**AIM 1:** Rewrite every line of the records, from the line containing "Tag every instance of the teal" down through the end of the records, both ends included, with -93 added to each point coordinate in the answers.

**SOURCE:**
::::

Betatronic Motion

The transverse position of a particle $u$ along longitudinal coordinate $s$ is described by

\[u(s) = \sqrt{\beta(s)\epsilon}\cos\phi+D\delta\]

where $\beta$ and $D$ are the beta and dispersion functions respectively. The transverse phase advance is given by

\[\phi = \mu(s) + \mu_0\]

where $\mu_0$ is an integration constant and

\[\mu(s) = \int_0^s\frac{ds}{\beta(s)}.\]

Effective Geometry Factor

For a particle within a uniform transverse bunch distribution in a long round beam, the longitudinal space charge fields can be described by the following geometry factor

\[g(r) = \begin{cases}\frac{1}{2}+\ln\frac{b}{a}-\frac{1}2{}\frac{r^2}{a^2} & r < a \\ \ln \frac{b}{r} & r > a \end{cases}.\]

If we approximate that

\[\beta(s)\approx \beta \qquad D(s) \approx D\]

we can determine that

\[\overline{r^2} = \frac{\beta}{2}(\epsilon_x +\epsilon_y)+D^2\delta^2\]

and that

\[\bar{a} = 2\sqrt[4]{(\beta\sigma_\epsilon+D^2\sigma^2_\delta)(\beta\sigma_\epsilon)}\]

Accordingly

\[\bar{g}(X,Y)=\frac{1}{2}+\ln\frac{b}{\bar{a}(Y)}-\frac{1}{2}\frac{\overline{r^2}(X)}{\bar{a}^2(Y)}\]

where

\[X \in (\delta, \epsilon_x, \epsilon_y) \qquad Y \in (\sigma_\epsilon, \sigma_\delta)\]

are evaluated at each turn.

::::

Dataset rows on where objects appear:

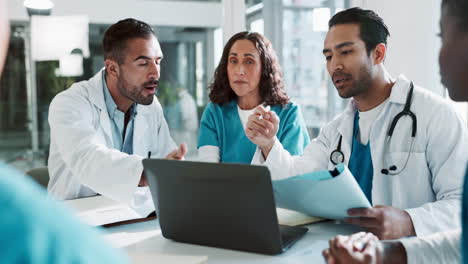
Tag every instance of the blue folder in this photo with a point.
(321, 194)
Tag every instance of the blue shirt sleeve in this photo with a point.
(293, 133)
(208, 135)
(36, 229)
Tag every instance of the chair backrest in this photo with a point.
(40, 175)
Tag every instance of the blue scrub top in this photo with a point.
(360, 162)
(464, 245)
(35, 228)
(221, 126)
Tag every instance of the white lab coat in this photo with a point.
(82, 161)
(429, 188)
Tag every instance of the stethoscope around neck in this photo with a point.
(337, 155)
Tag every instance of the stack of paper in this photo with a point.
(153, 258)
(293, 218)
(316, 195)
(100, 210)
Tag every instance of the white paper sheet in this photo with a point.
(100, 210)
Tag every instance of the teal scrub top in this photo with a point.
(221, 126)
(35, 228)
(360, 162)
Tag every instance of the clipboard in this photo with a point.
(323, 193)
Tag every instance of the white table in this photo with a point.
(147, 237)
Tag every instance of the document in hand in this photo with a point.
(320, 193)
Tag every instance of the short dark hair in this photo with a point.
(117, 35)
(271, 84)
(459, 10)
(373, 30)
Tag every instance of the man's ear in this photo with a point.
(379, 53)
(112, 67)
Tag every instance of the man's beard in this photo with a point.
(134, 92)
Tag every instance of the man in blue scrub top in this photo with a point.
(34, 228)
(413, 182)
(441, 247)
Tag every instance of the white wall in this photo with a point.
(413, 45)
(163, 13)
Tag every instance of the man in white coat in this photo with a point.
(414, 182)
(443, 247)
(101, 129)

::::

**AIM 2:**
Answer from the text on betatronic motion:
(a) What are $\beta$ and $D$ called?
(b) What is the geometry factor $g(r)$ for $r > a$?
(c) How often are $X$ and $Y$ evaluated?

**EXERCISE RESPONSE 1:**
Tag every instance of the teal scrub top in this photo with a point.
(128, 33)
(-58, 135)
(267, 69)
Tag every instance of the clipboard in this photo with a point.
(230, 100)
Tag every instance of the white table in this photo with a point.
(54, 144)
Tag every instance of the document in hand in this photo with a point.
(227, 100)
Tag every instance of the short dark hair in this photo with a point.
(24, -58)
(178, -9)
(366, -83)
(280, -63)
Tag every instance of the man's ear in this photo with a point.
(286, -40)
(19, -26)
Tag every instance of the man's beard in this photo with a point.
(41, -1)
Tag every instance of the man in blue scrub top in this photo with a point.
(-59, 135)
(320, 89)
(348, 154)
Tag every instance of the white wall in this photo with a point.
(320, -48)
(70, -80)
Tag every instance of the man in white coat in this photo with a point.
(321, 89)
(350, 154)
(8, 36)

**EXERCISE RESPONSE 2:**
(a) The beta and dispersion functions, respectively.
(b) $\ln \frac{b}{r}$
(c) At each turn.